Start
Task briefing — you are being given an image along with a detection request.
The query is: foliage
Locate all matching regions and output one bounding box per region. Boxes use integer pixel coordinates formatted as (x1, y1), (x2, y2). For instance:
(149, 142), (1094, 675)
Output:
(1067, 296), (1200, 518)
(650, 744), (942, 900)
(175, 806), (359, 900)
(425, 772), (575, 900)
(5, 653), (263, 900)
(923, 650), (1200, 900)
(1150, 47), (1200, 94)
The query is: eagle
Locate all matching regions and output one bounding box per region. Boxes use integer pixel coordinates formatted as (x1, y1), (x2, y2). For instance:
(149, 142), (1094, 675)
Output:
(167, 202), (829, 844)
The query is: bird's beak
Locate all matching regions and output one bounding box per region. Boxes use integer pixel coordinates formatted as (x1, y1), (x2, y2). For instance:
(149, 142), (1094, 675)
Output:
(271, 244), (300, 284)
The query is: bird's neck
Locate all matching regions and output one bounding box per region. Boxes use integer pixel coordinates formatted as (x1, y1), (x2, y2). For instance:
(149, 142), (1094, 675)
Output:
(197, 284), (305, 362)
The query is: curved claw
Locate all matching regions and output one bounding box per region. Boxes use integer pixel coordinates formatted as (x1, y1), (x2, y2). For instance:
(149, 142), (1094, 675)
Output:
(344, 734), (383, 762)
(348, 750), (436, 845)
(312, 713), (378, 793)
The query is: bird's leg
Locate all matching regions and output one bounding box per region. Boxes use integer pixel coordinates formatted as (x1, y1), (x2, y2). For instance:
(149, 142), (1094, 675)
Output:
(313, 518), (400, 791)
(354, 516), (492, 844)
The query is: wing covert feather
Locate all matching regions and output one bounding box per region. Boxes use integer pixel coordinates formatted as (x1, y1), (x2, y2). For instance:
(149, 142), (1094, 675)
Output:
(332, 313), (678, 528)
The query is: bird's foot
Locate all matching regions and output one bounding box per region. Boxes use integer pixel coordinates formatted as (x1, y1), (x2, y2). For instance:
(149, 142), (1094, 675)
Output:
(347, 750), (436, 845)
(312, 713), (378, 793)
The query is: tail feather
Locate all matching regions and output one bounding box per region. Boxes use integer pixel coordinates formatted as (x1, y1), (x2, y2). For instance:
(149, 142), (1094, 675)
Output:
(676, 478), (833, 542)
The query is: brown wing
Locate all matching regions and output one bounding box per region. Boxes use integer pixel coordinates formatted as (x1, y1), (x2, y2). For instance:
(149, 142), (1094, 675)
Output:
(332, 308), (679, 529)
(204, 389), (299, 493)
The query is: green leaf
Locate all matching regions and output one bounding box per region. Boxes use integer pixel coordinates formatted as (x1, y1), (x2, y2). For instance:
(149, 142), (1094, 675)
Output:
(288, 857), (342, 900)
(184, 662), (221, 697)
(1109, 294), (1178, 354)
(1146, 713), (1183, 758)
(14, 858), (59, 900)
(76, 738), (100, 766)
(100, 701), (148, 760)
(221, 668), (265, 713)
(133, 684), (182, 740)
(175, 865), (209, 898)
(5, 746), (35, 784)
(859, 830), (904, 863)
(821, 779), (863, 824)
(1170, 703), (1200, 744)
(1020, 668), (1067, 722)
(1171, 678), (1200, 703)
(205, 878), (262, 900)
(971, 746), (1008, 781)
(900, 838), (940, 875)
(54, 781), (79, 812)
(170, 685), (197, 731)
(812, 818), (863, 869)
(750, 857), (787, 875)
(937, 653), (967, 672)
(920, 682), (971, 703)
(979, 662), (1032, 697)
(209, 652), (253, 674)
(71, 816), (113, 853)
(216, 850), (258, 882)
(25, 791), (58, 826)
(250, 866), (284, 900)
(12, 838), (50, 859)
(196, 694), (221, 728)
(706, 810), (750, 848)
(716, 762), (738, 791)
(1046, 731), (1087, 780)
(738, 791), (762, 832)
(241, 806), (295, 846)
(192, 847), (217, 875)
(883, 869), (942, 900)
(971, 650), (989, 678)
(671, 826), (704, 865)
End
**Stated task:**
Please rewrite every line of the records above as a numbered list, leaving out any blank lines.

**Complete response:**
1. Task briefing — you are being given an image along with a detection request.
2. The query is: foliage
3. Locate all matching regions and output one bounding box per region. Boxes use integer pixel coordinates formatted as (x1, y1), (x2, y2). For instance:
4. (149, 142), (1094, 675)
5. Output:
6. (1067, 296), (1200, 518)
7. (650, 744), (942, 900)
8. (175, 806), (359, 900)
9. (425, 772), (575, 900)
10. (5, 653), (263, 900)
11. (923, 650), (1200, 900)
12. (1150, 47), (1200, 94)
13. The query is: eagle
14. Locate all matching regions and output one bounding box per region. Boxes use integer pixel coordinates formatted as (x1, y1), (x2, y2). For instance:
15. (149, 142), (1094, 675)
16. Output:
17. (167, 202), (829, 844)
18. The query is: bird's beak
19. Locate all matching regions and output one bounding box per region. Boxes use integer pixel coordinates formatted as (x1, y1), (x2, y2). For instance:
20. (149, 142), (1094, 675)
21. Output:
22. (271, 244), (300, 284)
23. The query is: bird's neck
24. Locate all matching regions and output one bounding box per region. Boxes use integer pixel coordinates formatted as (x1, y1), (x2, y2). For instance:
25. (149, 142), (1094, 675)
26. Output:
27. (197, 284), (305, 362)
28. The query is: curved claw
29. Locate all matching regions and output one bounding box per region. Boxes use integer pixel coordinates formatted as (x1, y1), (x2, y2). For instance:
30. (149, 142), (1094, 675)
31. Output:
32. (344, 734), (383, 762)
33. (348, 750), (436, 845)
34. (312, 713), (378, 793)
35. The query is: bird's leg
36. Locate all matching regions and output one bounding box per region. Boxes use integer pixel coordinates formatted as (x1, y1), (x2, y2). For instance:
37. (149, 142), (1094, 675)
38. Output:
39. (313, 518), (400, 791)
40. (354, 516), (492, 844)
41. The query is: wing covert feather
42. Locate all matching regions and output one bounding box per region. Boxes use integer pixel coordinates formatted as (x1, y1), (x2, y2). For instance:
43. (149, 142), (1094, 675)
44. Output:
45. (332, 313), (678, 528)
46. The query is: bird's foot
47. Locate all matching regions and output one bounding box per region. Boxes use integer pixel coordinates formatted as (x1, y1), (x2, y2). For instance:
48. (149, 142), (1094, 675)
49. Output:
50. (347, 750), (436, 845)
51. (312, 713), (378, 793)
52. The query is: tail feather
53. Locate all matching regions and output one bounding box per region. Boxes use integer pixel coordinates formatted as (x1, y1), (x2, y2). For instance:
54. (149, 142), (1094, 675)
55. Output:
56. (676, 478), (833, 542)
57. The query is: brown wing
58. Locate all matching regions and output one bounding box per region. Boxes use integer pixel coordinates formatted as (x1, y1), (x2, y2). For instance:
59. (149, 142), (1094, 675)
60. Output:
61. (332, 308), (679, 529)
62. (204, 389), (299, 493)
63. The query is: green leaf
64. Locate all matching regions and output one bounding box per region. Boxes use integer pixel coordinates formatted as (x1, y1), (x2, y2). For instance:
65. (149, 142), (1094, 675)
66. Output:
67. (288, 857), (342, 900)
68. (184, 662), (221, 697)
69. (1109, 294), (1178, 354)
70. (1146, 713), (1183, 758)
71. (14, 858), (59, 900)
72. (76, 738), (100, 766)
73. (100, 701), (148, 760)
74. (221, 668), (265, 713)
75. (133, 684), (182, 740)
76. (175, 865), (209, 898)
77. (5, 746), (35, 784)
78. (859, 830), (904, 863)
79. (821, 779), (863, 824)
80. (1170, 703), (1200, 744)
81. (1020, 668), (1067, 722)
82. (1171, 678), (1200, 703)
83. (205, 878), (262, 900)
84. (971, 746), (1008, 781)
85. (900, 838), (940, 875)
86. (54, 781), (79, 812)
87. (170, 685), (197, 731)
88. (812, 818), (863, 869)
89. (750, 857), (787, 875)
90. (937, 653), (967, 672)
91. (920, 682), (971, 703)
92. (979, 662), (1032, 697)
93. (209, 652), (253, 674)
94. (71, 816), (113, 853)
95. (216, 850), (258, 882)
96. (25, 791), (58, 826)
97. (250, 866), (284, 900)
98. (12, 838), (50, 859)
99. (196, 694), (221, 728)
100. (706, 810), (750, 848)
101. (716, 762), (738, 791)
102. (1046, 731), (1087, 780)
103. (738, 791), (762, 832)
104. (241, 806), (295, 846)
105. (192, 847), (217, 875)
106. (883, 869), (942, 900)
107. (971, 650), (989, 678)
108. (671, 826), (704, 865)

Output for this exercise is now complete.